◆ Parts of the exercise:
1: Can you reproduce the weeknotes from "Well, not quite" up to and including "teeth back into.", word for word?
2: Could you turn the paragraph in the weeknotes that begins "Well, not quite yet" into a short bulleted list that keeps its main facts?

◆ Text:
--- Start ---

Weeknotes 420

This week I:

Ponds and pebbles

Interesting week of lots of little things having wider ripples. It’s really good to see. It’s the signals in the noise about where change is happening. Among other things, I:

  • Chatted about content design, testing and user research, and realised it’s all the same work; it’s all about creating ‘enabling environments’.
  • Our team leads group practiced communicating work updates.
  • Presented our OKR’s for the quarter. There’s a lot more we could do with OKR’s but there’s a lot of things to get in sync before they become really useful for us.
  • Started writing a stakeholder engagement and communication plan. How we make our comms effective for other’s and efficient for us is a big piece of work on my personal roadmap, and it started to look like it was taking on a random life of it’s own so I want to bring back under our control before the wrong things happen for the wrong reasons.
  • Worked on the business case for a new piece of work. I still believe product management is about discovering worthwhile problems, but maybe 99% of that is convincing others it’s a worthwhile problem to solve.
  • Was asked to do a talk about OKR’s to a team looking to adopt them. Wondering if I might make it a bit interactive and get people writing some objectives and key results, how purist to be, what takeaways will most help adoption, etc. Luckily, I’ve got my community of co-conspirators to help me with early feedback.

Study time

Well, not quite yet, but I applied for an MBA starting in November. I really enjoyed all the focused studying for my MSc so I’m looking forward to having something to get my mental teeth back into.

--- End ---

◆ Data:

--- Start ---

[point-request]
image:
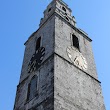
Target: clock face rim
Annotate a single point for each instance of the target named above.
(78, 60)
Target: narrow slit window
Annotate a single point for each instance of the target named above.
(64, 9)
(75, 42)
(49, 10)
(32, 88)
(38, 43)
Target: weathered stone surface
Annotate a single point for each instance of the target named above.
(61, 85)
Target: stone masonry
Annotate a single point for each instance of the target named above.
(61, 84)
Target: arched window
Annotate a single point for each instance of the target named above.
(32, 88)
(64, 9)
(38, 43)
(67, 18)
(75, 41)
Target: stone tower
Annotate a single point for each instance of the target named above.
(58, 71)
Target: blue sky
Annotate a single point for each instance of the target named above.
(19, 18)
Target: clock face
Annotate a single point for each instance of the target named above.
(36, 60)
(77, 58)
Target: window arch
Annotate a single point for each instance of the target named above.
(49, 9)
(32, 88)
(75, 41)
(38, 43)
(64, 9)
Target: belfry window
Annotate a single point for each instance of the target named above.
(38, 43)
(32, 88)
(75, 41)
(49, 10)
(64, 9)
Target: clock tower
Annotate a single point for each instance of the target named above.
(58, 71)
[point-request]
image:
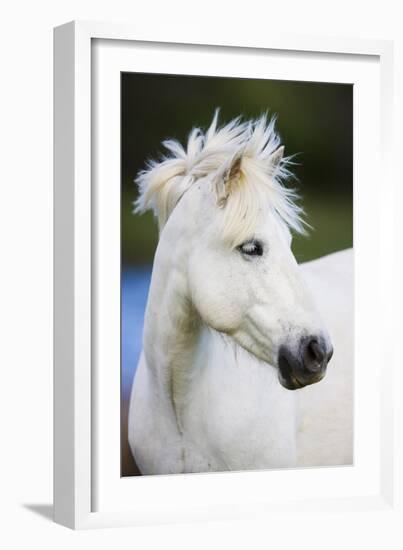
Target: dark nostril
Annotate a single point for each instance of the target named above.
(314, 355)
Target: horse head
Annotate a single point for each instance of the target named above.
(226, 220)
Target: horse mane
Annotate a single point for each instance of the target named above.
(260, 179)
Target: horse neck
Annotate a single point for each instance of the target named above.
(172, 326)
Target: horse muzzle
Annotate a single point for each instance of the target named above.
(306, 366)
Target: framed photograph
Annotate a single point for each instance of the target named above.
(219, 210)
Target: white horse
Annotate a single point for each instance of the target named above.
(231, 324)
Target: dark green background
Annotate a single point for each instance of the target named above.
(315, 120)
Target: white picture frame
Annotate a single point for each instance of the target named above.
(77, 473)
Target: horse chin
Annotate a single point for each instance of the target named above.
(291, 382)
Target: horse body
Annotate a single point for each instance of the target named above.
(236, 415)
(231, 324)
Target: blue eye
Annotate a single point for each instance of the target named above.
(251, 248)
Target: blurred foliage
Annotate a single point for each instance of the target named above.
(315, 120)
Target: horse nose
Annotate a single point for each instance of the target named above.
(315, 354)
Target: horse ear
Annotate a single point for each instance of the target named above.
(228, 173)
(277, 156)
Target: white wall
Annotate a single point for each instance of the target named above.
(26, 267)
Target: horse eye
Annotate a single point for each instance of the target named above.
(252, 248)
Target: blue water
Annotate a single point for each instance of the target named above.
(135, 285)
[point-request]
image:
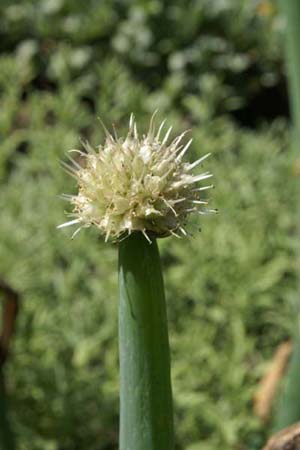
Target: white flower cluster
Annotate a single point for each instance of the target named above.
(137, 184)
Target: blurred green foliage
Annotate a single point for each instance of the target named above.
(229, 288)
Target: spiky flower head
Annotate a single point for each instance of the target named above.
(137, 184)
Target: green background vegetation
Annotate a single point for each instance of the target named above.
(217, 67)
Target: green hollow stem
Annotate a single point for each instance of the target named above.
(146, 410)
(288, 410)
(6, 436)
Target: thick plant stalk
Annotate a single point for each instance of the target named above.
(288, 411)
(146, 412)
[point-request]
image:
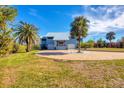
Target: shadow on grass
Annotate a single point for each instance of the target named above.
(52, 53)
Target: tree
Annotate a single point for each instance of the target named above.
(100, 43)
(110, 36)
(7, 15)
(79, 29)
(26, 34)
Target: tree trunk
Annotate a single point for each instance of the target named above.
(28, 46)
(79, 47)
(110, 44)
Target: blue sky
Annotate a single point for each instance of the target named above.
(52, 18)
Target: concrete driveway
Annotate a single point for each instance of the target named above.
(84, 55)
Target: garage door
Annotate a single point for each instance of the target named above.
(71, 46)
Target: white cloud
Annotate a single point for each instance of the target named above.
(104, 18)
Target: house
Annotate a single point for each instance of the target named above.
(58, 41)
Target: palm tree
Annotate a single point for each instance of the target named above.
(27, 34)
(79, 29)
(7, 14)
(110, 36)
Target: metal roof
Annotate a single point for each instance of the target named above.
(59, 35)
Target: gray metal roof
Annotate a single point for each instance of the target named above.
(59, 35)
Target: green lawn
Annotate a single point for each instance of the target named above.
(29, 70)
(107, 49)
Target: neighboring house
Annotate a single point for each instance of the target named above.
(58, 40)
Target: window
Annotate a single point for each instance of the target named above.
(50, 37)
(60, 43)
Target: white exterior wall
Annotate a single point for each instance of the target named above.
(52, 44)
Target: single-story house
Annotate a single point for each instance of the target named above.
(58, 40)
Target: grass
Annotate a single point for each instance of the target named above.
(107, 49)
(28, 70)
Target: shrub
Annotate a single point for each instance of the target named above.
(6, 46)
(36, 47)
(22, 49)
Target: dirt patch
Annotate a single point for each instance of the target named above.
(9, 77)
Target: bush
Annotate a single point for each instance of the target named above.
(15, 48)
(36, 47)
(22, 49)
(6, 45)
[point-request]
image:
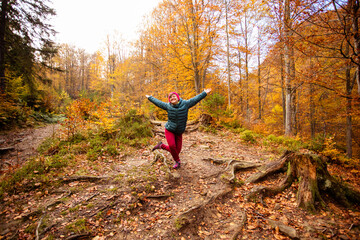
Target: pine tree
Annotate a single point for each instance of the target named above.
(25, 39)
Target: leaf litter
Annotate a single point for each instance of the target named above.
(135, 197)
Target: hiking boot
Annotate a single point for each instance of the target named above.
(176, 165)
(158, 146)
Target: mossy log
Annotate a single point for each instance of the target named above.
(310, 170)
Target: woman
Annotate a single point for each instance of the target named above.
(177, 110)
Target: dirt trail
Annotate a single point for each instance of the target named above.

--- End ---

◆ Answers for this exercise:
1:
Well, not quite yet, but I applied for an MBA starting in November. I really enjoyed all the focused studying for my MSc so I’m looking forward to having something to get my mental teeth back into.

2:
- Studying hasn't started yet.
- Applied for an MBA starting in November.
- Really enjoyed the focused studying for the MSc.
- Looking forward to having something to get back into mentally.